[[ Extract open ]]
The process looks like this:

1. Text splitting

When the book is uploaded, the server splits the text into chunks. There are different strategies for splitting the text, and this alone can be a complex topic, but for argument’s sake, let’s just imagine every paragraph becomes a separate chunk.

2. Calculate embeddings

Each chunk of text is passed to an ML model tasked with returning an “embedding” for that chunk. An embedding is a vector of numerical values that captures the semantic value - the meaning - of the text.

Embeddings and vectors are a foundational part of how large language models work, and understanding them very quickly takes us into the realm of linear algebra and higher level maths, and well, this isn’t the blog for that. For now, just know that you can generate embeddings through OpenAI’s API, or do so locally using Ollama and the nomic-embed-text model.

3. Store embeddings in a vector database

Now you have an embedding for every chunk of text, you can store them in a vector database. As the name suggests, this is a database optimised for storing and querying against vectors.

Vector databases have a particularly useful trick up their sleeve. Because embeddings capture the semantic value of a piece of text, it’s possible to query the database to find the closest semantic matches to some other embedding.

4. Query the vector database

When the user asks a question, you can generate an embedding for that question and then query the vector database to find the semantically closest chunks of text - essentially the most relevant paragraphs of text in relation to the question.

5. Prompt the LLM

With the relevant chunks of text, you can now engineer a prompt for the LLM that includes the relevant context and asks the user question. This gives the model all the relevant information it needs to answer the question in a much smaller, faster and cheaper prompt.

With RAG, a smaller, more focused and more relevant prompt is engineered.

Whilst there are a few moving parts here, it’s not so complicated to implement, and it’s surprisingly performant as embeddings are very quick to generate and query against. Instead of costing dollars, the entire prompt is likely sub-cent.

Larger context length

Newer models are emerging that promise even lengthier context windows. For example, Claude 3 claims a context length of up to 1 million tokens (this is for partners who know the magic handshake - us ordinary folk only get 200k, which is still pretty good actually). Google’s very new Gemini 1.5 apparently ships with a 1M context length as standard, and their special enterprise partners can apparently take advantage of an incredible 10M tokens!

This does change the picture somewhat. If you’re taking advantage of the latest state-of-the-art models from the big boys, then the technical reasons that necessitate a RAG solution can be argued against. Certainly, there are use cases where dumping a million tokens into one mega-prompt will be simpler and result in better responses than using RAG. But, the financial argument still exists and so RAG will always play a role. And if you’re running models at home or on your own infrastructure, RAG has to remain an essential part of your developer toolkit.

Conclusion

RAG, or Retrieval Augmented Generation, is a powerful technique that allows large language models to process and generate responses from extensive context, far beyond their inherent context length limitations. By intelligently retrieving and providing only the most relevant chunks of information to the model, RAG enables natural language interactions with vast datasets, long-form content, or even entire books.

In a future post, I plan to dive deeper into the topic and create a RAG tutorial with code examples. But hopefully this high-level overview allows you to understand what RAG is and the role it plays, so unlike I did, you don’t spend the next few months scratching your head every time you hear someone ragging about RAG.
[[ Extract closed ]]
Required action A:
Please rewrite the paragraph of the extract beginning "Newer models are emerging" as a brief list that keeps its main facts.
Required action B:
Switch "LLM" to "language model" in the extract, then give the passage from "When the user" up to and including "is likely sub-cent.".
[[ Extracted data open ]]
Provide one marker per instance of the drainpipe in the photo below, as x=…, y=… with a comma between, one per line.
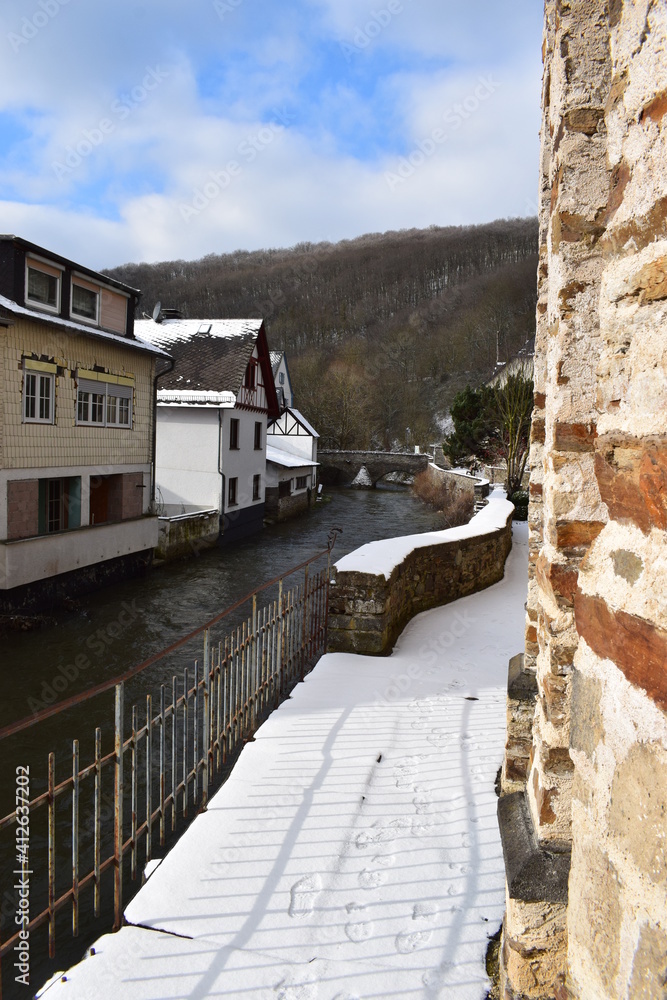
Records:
x=222, y=475
x=154, y=436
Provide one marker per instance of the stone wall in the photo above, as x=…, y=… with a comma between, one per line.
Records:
x=369, y=610
x=596, y=629
x=279, y=508
x=187, y=534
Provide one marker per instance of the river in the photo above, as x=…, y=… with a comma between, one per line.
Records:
x=103, y=635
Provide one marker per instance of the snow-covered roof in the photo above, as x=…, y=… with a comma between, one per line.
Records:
x=175, y=331
x=209, y=354
x=138, y=344
x=304, y=423
x=382, y=557
x=284, y=458
x=299, y=417
x=193, y=397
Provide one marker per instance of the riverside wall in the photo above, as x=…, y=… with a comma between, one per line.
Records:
x=369, y=609
x=588, y=918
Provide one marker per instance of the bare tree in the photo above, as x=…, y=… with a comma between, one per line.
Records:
x=514, y=405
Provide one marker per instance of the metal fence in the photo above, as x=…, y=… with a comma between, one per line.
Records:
x=167, y=752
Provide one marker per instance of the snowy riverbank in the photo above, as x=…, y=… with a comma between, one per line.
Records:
x=354, y=852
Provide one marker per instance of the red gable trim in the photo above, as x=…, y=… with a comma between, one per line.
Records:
x=267, y=374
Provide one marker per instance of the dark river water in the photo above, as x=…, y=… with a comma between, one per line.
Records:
x=112, y=630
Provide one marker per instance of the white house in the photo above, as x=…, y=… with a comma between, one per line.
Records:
x=76, y=429
x=291, y=465
x=213, y=409
x=282, y=380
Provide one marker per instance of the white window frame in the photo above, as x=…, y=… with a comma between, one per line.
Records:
x=41, y=378
x=88, y=409
x=81, y=317
x=32, y=264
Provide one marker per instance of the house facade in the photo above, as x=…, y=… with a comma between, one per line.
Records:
x=291, y=465
x=212, y=416
x=281, y=378
x=583, y=812
x=75, y=429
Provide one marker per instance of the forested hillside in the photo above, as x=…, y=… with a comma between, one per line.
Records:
x=380, y=331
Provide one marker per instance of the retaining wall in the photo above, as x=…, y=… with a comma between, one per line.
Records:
x=382, y=585
x=187, y=534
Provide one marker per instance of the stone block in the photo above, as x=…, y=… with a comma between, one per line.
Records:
x=533, y=952
x=586, y=725
x=638, y=810
x=595, y=915
x=636, y=646
x=649, y=968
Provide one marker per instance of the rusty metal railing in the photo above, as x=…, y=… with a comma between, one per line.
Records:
x=166, y=752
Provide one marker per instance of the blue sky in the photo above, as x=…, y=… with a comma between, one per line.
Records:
x=155, y=129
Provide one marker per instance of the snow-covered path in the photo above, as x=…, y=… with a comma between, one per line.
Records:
x=354, y=852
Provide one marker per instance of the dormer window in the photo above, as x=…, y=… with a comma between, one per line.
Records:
x=43, y=286
x=251, y=374
x=85, y=302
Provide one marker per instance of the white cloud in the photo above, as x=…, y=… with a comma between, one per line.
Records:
x=142, y=147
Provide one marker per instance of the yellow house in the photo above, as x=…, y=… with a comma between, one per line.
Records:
x=76, y=429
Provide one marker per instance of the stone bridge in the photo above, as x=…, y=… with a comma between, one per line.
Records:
x=340, y=468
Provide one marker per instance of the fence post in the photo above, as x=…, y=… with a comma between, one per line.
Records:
x=52, y=854
x=304, y=632
x=206, y=740
x=75, y=838
x=279, y=649
x=118, y=810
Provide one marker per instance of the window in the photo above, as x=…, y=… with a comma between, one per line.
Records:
x=85, y=302
x=251, y=374
x=38, y=397
x=59, y=504
x=103, y=404
x=43, y=287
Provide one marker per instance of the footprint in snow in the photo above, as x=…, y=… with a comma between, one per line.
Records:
x=385, y=860
x=371, y=880
x=292, y=987
x=425, y=911
x=409, y=941
x=303, y=895
x=358, y=929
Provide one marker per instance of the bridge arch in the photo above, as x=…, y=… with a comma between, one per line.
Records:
x=341, y=468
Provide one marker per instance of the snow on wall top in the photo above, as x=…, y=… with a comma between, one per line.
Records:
x=382, y=557
x=284, y=458
x=195, y=397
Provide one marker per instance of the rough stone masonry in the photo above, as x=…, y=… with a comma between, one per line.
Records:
x=585, y=792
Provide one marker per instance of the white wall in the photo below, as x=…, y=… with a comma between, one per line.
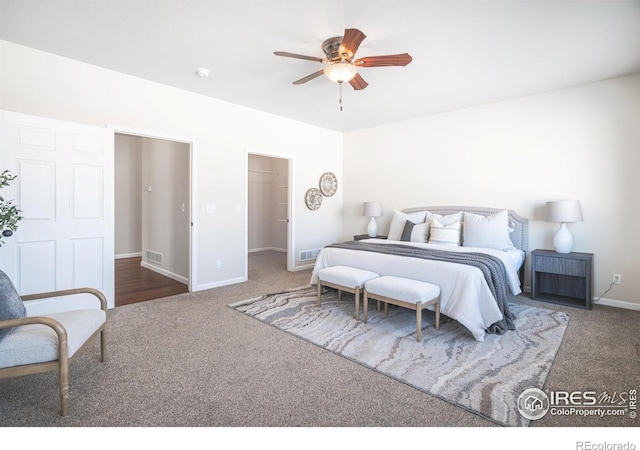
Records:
x=578, y=143
x=128, y=188
x=43, y=84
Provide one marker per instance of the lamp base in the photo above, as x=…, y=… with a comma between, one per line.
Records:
x=563, y=240
x=372, y=229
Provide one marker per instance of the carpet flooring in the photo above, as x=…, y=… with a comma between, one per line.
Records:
x=483, y=377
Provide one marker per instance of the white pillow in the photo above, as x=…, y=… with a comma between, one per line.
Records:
x=444, y=234
x=399, y=219
x=490, y=231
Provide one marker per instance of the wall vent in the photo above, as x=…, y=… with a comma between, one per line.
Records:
x=306, y=255
x=154, y=256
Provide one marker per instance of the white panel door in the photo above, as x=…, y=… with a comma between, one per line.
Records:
x=65, y=191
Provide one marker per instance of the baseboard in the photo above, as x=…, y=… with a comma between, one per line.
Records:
x=128, y=255
x=264, y=249
x=203, y=287
x=164, y=272
x=305, y=267
x=617, y=304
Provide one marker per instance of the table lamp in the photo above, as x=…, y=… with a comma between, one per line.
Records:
x=373, y=210
x=563, y=211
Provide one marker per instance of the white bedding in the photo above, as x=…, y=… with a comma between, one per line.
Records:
x=464, y=293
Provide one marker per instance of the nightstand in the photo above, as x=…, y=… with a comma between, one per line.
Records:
x=359, y=237
x=562, y=278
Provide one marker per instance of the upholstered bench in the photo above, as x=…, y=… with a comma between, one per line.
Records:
x=344, y=278
x=412, y=294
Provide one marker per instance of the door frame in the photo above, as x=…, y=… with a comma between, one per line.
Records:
x=153, y=134
x=290, y=207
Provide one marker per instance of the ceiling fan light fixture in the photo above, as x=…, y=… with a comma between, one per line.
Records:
x=340, y=72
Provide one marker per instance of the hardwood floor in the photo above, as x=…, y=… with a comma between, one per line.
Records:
x=135, y=283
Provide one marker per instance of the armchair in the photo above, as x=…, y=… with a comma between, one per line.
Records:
x=30, y=345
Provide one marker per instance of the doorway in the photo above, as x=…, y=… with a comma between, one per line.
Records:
x=269, y=208
x=152, y=217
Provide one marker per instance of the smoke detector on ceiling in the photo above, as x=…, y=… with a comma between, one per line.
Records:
x=203, y=72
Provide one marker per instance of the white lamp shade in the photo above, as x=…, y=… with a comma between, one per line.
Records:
x=372, y=209
x=564, y=211
x=340, y=72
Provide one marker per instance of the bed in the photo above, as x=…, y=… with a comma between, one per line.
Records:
x=454, y=234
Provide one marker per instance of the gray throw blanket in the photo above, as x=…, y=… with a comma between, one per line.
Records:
x=492, y=268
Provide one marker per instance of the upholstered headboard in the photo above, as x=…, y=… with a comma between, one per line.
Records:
x=519, y=235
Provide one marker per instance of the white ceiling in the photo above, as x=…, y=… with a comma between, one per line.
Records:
x=465, y=53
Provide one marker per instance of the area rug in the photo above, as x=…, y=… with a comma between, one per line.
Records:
x=485, y=378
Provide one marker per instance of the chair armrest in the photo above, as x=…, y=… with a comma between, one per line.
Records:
x=100, y=296
x=40, y=320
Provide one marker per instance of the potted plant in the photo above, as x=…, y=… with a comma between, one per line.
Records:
x=9, y=213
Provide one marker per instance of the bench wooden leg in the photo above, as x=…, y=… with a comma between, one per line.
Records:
x=419, y=321
x=365, y=305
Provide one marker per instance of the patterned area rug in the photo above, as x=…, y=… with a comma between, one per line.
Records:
x=483, y=377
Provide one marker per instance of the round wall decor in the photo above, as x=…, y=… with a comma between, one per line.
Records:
x=313, y=199
x=328, y=184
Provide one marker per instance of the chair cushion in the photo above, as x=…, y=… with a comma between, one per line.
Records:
x=11, y=305
x=346, y=276
x=29, y=344
x=404, y=289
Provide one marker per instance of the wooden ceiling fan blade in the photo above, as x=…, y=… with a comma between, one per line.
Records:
x=358, y=83
x=401, y=59
x=350, y=42
x=308, y=77
x=295, y=55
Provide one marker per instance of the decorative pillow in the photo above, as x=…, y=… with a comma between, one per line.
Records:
x=11, y=305
x=490, y=231
x=445, y=220
x=420, y=232
x=444, y=234
x=406, y=232
x=399, y=219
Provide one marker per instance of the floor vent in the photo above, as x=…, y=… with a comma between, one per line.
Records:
x=154, y=256
x=306, y=255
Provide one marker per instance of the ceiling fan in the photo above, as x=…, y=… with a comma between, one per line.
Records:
x=340, y=63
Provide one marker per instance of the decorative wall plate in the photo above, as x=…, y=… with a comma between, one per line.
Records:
x=328, y=184
x=313, y=199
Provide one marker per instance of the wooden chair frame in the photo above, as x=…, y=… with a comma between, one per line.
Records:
x=63, y=361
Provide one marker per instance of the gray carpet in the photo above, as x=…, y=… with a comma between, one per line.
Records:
x=483, y=377
x=190, y=360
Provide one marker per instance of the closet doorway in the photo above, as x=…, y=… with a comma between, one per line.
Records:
x=152, y=217
x=269, y=209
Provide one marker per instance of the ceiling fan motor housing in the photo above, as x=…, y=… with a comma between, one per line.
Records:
x=331, y=47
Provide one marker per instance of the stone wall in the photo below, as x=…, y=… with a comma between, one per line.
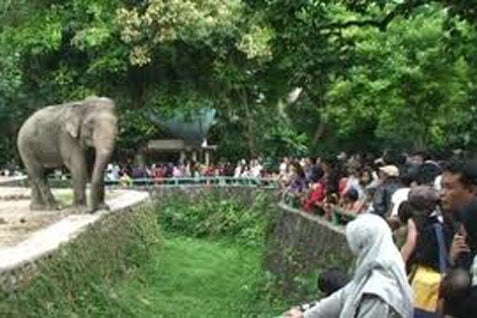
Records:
x=299, y=244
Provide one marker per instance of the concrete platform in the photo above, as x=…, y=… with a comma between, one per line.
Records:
x=27, y=235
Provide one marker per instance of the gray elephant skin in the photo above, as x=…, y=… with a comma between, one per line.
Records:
x=69, y=135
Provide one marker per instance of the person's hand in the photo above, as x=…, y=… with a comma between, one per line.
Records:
x=458, y=247
x=293, y=313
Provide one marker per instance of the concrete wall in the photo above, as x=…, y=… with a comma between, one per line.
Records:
x=21, y=263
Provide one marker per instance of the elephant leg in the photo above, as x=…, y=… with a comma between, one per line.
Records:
x=45, y=192
x=36, y=199
x=97, y=196
x=77, y=167
x=41, y=196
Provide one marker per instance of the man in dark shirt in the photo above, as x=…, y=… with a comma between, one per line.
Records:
x=384, y=192
x=459, y=185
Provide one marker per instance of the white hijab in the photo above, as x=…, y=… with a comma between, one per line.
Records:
x=379, y=269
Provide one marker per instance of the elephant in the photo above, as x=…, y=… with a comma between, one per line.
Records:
x=79, y=135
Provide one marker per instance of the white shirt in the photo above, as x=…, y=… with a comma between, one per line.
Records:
x=399, y=197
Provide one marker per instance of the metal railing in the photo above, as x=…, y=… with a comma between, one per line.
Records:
x=180, y=182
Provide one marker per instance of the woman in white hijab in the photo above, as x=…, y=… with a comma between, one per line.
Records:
x=379, y=288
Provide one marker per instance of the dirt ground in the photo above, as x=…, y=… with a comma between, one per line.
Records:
x=17, y=222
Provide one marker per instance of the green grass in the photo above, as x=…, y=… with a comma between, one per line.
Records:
x=199, y=278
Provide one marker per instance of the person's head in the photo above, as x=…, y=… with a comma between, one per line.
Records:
x=407, y=178
x=458, y=183
x=332, y=280
x=329, y=164
x=389, y=171
x=365, y=177
x=405, y=212
x=316, y=173
x=370, y=236
x=428, y=172
x=351, y=196
x=456, y=284
x=424, y=199
x=297, y=170
x=418, y=157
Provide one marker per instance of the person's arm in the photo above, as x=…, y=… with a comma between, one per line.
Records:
x=372, y=306
x=408, y=248
x=329, y=307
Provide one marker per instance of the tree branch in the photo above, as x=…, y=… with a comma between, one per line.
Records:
x=381, y=23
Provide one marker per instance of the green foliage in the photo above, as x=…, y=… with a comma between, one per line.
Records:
x=386, y=73
x=212, y=215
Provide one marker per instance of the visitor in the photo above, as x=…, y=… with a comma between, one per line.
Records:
x=399, y=197
x=421, y=247
x=459, y=290
x=459, y=182
x=379, y=287
x=389, y=176
x=314, y=200
x=351, y=205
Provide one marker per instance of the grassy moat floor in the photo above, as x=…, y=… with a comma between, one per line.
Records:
x=198, y=278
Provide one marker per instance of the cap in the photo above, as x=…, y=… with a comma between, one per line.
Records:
x=390, y=170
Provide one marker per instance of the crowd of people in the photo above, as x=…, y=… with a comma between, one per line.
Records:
x=411, y=223
x=126, y=173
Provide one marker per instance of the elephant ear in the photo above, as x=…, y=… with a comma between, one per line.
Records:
x=74, y=119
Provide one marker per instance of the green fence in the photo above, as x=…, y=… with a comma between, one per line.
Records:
x=179, y=182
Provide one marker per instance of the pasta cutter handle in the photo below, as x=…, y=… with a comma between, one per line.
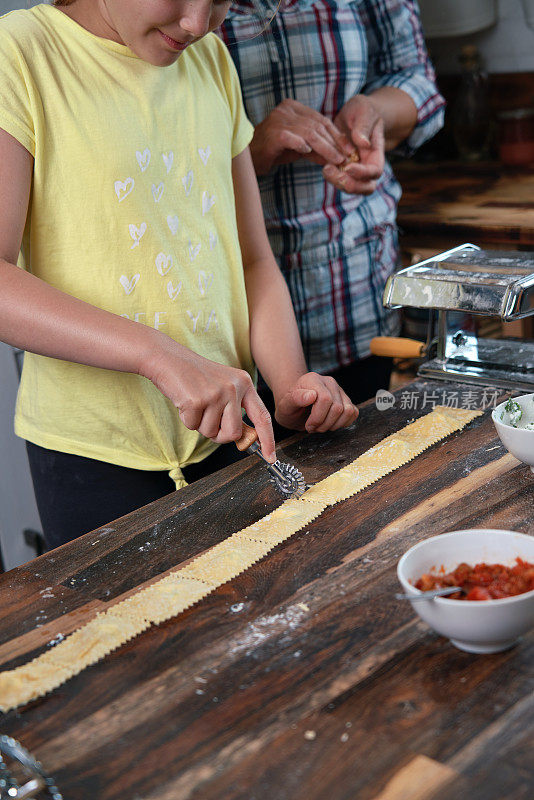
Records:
x=248, y=437
x=287, y=479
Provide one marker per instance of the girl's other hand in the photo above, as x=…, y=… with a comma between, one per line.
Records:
x=360, y=120
x=209, y=396
x=315, y=403
x=293, y=131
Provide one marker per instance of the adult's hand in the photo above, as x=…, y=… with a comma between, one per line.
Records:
x=361, y=121
x=315, y=403
x=293, y=131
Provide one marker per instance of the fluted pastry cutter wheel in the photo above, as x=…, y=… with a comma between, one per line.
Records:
x=36, y=783
x=286, y=478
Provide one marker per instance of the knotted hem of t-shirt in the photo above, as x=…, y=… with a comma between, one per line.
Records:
x=177, y=476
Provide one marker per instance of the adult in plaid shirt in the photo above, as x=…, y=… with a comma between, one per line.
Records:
x=328, y=79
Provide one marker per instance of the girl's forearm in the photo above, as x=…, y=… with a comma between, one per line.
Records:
x=275, y=340
x=398, y=112
x=37, y=317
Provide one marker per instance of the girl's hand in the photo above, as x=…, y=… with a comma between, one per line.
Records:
x=209, y=396
x=315, y=403
x=361, y=121
x=293, y=131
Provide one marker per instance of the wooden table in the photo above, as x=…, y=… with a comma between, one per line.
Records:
x=487, y=204
x=303, y=678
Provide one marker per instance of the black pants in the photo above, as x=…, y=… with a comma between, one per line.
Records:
x=75, y=495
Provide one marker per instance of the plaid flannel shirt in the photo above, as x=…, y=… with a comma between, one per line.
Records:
x=335, y=250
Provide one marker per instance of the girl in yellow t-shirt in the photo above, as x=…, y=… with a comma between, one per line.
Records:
x=148, y=289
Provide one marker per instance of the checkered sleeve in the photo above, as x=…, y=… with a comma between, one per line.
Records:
x=398, y=58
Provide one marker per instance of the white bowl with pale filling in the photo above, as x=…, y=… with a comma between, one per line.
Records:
x=514, y=420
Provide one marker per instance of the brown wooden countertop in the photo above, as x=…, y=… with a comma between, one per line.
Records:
x=487, y=204
x=302, y=679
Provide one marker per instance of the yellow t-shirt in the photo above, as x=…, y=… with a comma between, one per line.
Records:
x=132, y=210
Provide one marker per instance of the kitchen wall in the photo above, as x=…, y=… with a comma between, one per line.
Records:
x=508, y=46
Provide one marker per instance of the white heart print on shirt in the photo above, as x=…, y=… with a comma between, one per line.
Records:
x=129, y=284
x=143, y=159
x=137, y=233
x=194, y=250
x=204, y=154
x=207, y=202
x=187, y=182
x=163, y=264
x=123, y=188
x=205, y=279
x=173, y=291
x=157, y=191
x=168, y=158
x=173, y=223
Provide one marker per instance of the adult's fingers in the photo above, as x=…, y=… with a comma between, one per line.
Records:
[[ Extracted data closed ]]
Written solution A:
Newer models promise longer context windows:
- Claude 3 claims a context length of up to 1 million tokens, but only for partners. Ordinary users get 200k.
- Google's Gemini 1.5 apparently ships with a 1M context length as standard.
- Google's special enterprise partners can apparently use 10M tokens.

Written solution B:
When the user asks a question, you can generate an embedding for that question and then query the vector database to find the semantically closest chunks of text - essentially the most relevant paragraphs of text in relation to the question.

5. Prompt the language model

With the relevant chunks of text, you can now engineer a prompt for the language model that includes the relevant context and asks the user question. This gives the model all the relevant information it needs to answer the question in a much smaller, faster and cheaper prompt.

With RAG, a smaller, more focused and more relevant prompt is engineered.

Whilst there are a few moving parts here, it’s not so complicated to implement, and it’s surprisingly performant as embeddings are very quick to generate and query against. Instead of costing dollars, the entire prompt is likely sub-cent.